◆ Texte à lire
Mon éditeur est la première personne à qui je parle, après avoir eu la nouvelle. Il me sert un verre d’eau et la douceur de ses mots. Il dit de mon chapitre sur Chandrasekhar : bravo ! Ensuite, je prends une grande respiration et lui pose ma question.

Il dit : je ne vois pas d’obstacle dans cette Maison d’édition. Je veux bien t’accompagner, même, s’il y a un peu de science dedans, et si tu es d’accord. J’écarquille les yeux : pour un roman ? Et lui : Oui, et tu te feras aussi aider par des éditeurs littérature bien sûr. Au final c’est ton choix : il faut te demander ce que tu as envie de faire. Si tu as envie d’écrire, il faut foncer. Il termine par des phrases dont je ne me rappelle plus le déroulé exact, j’ai eu un black-out : une histoire de talent qu’il serait dommage de gâcher – et « je te dis ça simplement, sans volonté aucune de t’envoyer des fleurs ». Je n’ai rien d’autre que ma spontanéité à lui proposer en réponse : « tu sais que quand je vais sortir d’ici, je vais pleurer ! ». J’énonce, raconte des choses, des choix, des vieux rêves dans une sorte de flot vaguement maîtrisé. Il me sourit de ses yeux bleus. Je ne comprendrai jamais pourquoi toujours avec lui tout est simple.

◆ Matériel
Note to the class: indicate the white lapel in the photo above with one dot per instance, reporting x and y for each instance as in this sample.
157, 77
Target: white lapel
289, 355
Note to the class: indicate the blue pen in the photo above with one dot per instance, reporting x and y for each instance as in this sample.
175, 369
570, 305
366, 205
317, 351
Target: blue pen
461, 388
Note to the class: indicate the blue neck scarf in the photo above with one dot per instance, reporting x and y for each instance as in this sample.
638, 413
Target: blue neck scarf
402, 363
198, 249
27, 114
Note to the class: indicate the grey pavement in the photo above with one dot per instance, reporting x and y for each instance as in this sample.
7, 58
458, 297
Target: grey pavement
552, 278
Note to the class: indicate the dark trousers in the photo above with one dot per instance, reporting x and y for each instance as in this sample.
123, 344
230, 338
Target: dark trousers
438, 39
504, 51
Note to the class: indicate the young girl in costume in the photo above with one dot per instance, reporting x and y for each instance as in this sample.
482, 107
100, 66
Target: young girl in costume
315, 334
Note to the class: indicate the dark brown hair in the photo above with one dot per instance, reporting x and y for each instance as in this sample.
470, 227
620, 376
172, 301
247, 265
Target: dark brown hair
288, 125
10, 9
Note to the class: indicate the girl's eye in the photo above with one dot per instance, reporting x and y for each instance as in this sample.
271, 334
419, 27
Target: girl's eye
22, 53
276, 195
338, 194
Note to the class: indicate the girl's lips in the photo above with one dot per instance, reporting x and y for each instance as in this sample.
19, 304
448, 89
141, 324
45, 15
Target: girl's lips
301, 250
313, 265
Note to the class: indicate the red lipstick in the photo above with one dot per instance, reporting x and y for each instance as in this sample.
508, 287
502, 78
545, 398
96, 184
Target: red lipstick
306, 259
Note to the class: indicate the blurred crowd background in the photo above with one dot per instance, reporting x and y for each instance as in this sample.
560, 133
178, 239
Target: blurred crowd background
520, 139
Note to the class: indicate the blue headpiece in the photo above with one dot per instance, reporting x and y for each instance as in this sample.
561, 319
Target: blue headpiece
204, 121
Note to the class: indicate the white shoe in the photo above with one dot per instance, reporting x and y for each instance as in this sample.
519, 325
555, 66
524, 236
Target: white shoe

◆ Tâches et exercices
• a. Recopiez à l'identique, s'il vous plaît, le passage du texte à lire qui va de « Mon éditeur est » jusqu'à « pose ma question. ».
• b. En une à trois phrases, expliquez pourquoi, d'après le texte à lire, la personne qui raconte ne se rappelle plus le déroulé exact des dernières phrases de son éditeur.

◆ Réponses par tâche
• a.
Mon éditeur est la première personne à qui je parle, après avoir eu la nouvelle. Il me sert un verre d’eau et la douceur de ses mots. Il dit de mon chapitre sur Chandrasekhar : bravo ! Ensuite, je prends une grande respiration et lui pose ma question.

• b. La personne qui raconte indique avoir eu un black-out pendant que l'éditeur terminait par ces phrases. Seule l'idée générale lui en reste : une histoire de talent qu'il serait dommage de gâcher.